§ **TASK DESCRIPTION**:
Whenever a line in the following entries includes "flames", tally it. Report nothing except the final count.
INPUT: Begin
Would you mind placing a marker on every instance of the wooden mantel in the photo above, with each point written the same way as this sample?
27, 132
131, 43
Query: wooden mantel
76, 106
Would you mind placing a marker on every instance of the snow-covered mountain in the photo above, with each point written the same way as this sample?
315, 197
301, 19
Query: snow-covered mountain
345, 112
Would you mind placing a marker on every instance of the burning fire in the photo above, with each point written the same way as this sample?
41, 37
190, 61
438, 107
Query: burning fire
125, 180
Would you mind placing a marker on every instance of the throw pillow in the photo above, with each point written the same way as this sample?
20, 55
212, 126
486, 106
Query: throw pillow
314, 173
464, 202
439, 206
INPUT: End
INPUT: Begin
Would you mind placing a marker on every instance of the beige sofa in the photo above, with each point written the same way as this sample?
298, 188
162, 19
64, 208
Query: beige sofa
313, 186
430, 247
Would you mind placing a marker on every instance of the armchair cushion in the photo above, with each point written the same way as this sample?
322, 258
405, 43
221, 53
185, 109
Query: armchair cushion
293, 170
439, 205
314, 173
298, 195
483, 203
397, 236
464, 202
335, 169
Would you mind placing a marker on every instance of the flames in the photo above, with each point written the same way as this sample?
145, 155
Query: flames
INPUT: End
INPUT: Begin
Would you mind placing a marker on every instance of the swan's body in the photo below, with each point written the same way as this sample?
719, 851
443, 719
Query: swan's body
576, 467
INPUT: End
§ **RESULT**:
2